### TO BE DONE
Copy the listing below verbatim, from the line with "Put a dot on each instance of the large" through the line with "column 29, row 710", including both of those lines and nothing else.

::: GIVEN DATA :::

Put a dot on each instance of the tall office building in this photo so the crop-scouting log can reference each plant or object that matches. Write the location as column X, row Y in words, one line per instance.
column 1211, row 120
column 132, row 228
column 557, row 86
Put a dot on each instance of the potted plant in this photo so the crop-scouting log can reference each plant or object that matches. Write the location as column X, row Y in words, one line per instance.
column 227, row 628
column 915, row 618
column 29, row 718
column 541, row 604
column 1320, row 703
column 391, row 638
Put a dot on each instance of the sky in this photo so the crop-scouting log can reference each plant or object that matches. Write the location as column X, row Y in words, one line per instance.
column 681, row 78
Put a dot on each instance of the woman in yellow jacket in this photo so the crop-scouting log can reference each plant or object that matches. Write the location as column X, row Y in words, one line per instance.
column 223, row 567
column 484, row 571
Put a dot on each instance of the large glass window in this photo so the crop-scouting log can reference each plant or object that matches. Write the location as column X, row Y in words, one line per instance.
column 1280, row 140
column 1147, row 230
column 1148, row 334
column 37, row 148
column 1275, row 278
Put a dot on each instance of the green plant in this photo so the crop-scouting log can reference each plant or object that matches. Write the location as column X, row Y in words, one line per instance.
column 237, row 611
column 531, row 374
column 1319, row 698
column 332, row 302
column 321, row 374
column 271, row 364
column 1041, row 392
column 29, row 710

:::
::: GIVEN DATA :::

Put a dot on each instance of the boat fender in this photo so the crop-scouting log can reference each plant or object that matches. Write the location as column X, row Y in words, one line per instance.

:::

### SOLUTION TO THIS TASK
Put a dot on each instance of the large glass window in this photo so the crop-scouting log can reference each plant or object that matches. Write the location as column X, row Y in words, one line per instance.
column 1280, row 140
column 1147, row 230
column 1148, row 334
column 37, row 148
column 1275, row 278
Put a dot on each instance of the green plant in this photo so the crop-scouting log can reference each plant or object that matches. Write the location as column X, row Y in words, one line per instance.
column 237, row 611
column 531, row 374
column 1319, row 698
column 332, row 302
column 321, row 374
column 271, row 364
column 1041, row 392
column 29, row 710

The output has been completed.